- **Directions for this task**
Reproduce verbatim the part of the material that runs from its first line through the line containing "[[704, 25], [609, 27], [565, 25], [1042, 58]]", both ends included.

Coordinate annotation entries
-=-=-=-=-

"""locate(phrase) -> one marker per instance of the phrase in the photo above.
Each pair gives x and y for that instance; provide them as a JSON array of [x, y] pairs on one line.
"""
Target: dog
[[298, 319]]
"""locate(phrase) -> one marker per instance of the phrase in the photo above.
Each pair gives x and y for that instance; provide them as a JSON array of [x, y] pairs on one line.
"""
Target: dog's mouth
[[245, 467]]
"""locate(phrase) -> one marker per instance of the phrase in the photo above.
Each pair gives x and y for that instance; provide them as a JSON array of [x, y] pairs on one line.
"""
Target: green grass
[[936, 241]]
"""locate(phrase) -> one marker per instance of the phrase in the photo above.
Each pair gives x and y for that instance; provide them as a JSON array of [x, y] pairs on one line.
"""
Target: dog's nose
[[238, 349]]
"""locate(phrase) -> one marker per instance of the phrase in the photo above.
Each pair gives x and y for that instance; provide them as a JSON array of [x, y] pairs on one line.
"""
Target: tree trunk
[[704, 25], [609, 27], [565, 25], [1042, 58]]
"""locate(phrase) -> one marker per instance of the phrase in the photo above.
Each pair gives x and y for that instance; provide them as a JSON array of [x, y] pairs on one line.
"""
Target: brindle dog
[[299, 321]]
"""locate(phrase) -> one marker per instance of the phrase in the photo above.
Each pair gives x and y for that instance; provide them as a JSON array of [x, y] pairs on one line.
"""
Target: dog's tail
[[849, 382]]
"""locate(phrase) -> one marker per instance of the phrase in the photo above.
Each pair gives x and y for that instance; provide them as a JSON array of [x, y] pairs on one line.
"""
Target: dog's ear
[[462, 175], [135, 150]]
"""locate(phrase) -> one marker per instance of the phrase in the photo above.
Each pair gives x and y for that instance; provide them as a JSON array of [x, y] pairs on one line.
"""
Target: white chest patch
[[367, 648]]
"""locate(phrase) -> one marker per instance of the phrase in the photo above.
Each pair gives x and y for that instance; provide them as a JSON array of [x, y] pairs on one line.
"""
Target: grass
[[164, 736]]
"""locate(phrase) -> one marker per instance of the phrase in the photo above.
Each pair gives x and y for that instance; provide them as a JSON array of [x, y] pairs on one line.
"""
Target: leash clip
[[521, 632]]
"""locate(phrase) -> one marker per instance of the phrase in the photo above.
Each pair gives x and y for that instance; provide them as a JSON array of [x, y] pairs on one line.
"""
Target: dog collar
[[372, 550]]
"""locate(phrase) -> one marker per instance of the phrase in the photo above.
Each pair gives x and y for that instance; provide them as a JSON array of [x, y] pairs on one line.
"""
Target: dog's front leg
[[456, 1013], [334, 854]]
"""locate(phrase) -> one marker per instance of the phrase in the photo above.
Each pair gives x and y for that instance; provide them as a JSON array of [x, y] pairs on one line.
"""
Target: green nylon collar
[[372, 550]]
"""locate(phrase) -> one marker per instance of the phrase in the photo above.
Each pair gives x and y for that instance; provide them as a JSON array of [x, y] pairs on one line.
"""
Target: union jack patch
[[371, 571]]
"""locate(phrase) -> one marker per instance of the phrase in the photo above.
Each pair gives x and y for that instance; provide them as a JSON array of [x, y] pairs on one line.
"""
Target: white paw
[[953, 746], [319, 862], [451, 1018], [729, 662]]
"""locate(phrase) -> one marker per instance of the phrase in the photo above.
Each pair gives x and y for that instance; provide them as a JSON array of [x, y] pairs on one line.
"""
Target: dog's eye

-=-=-=-=-

- **Written response**
"""locate(phrase) -> one marker per instance of the phrase in the photo above.
Each pair gives x and y for that instance; provide them as a JSON array of [x, y] pairs on one line.
"""
Target: dog
[[298, 319]]
"""locate(phrase) -> one marker per instance of the phrase in the photo above.
Each pair gives x and y for that instance; provide them as a JSON array of [x, y] pairs on one line.
"""
Target: dog's mouth
[[245, 467]]
"""locate(phrase) -> one marker per instance of the phrase in the photo above.
Each pair gives x and y for that instance; provide them as a JSON array of [x, y] pairs on one line.
"""
Target: green grass
[[936, 241]]
"""locate(phrase) -> one marker per instance of the phrase in the photo above.
Each pair gives x and y for that instance; provide them as a JSON array of [x, y] pairs on one line.
"""
Target: dog's nose
[[238, 349]]
"""locate(phrase) -> one marker per instance of the phrase in the photo above.
Each pair gives x and y for that instance; provide them as a JSON array of [x, y] pairs on one line.
"""
Target: tree trunk
[[704, 25], [609, 27], [565, 25], [1042, 58]]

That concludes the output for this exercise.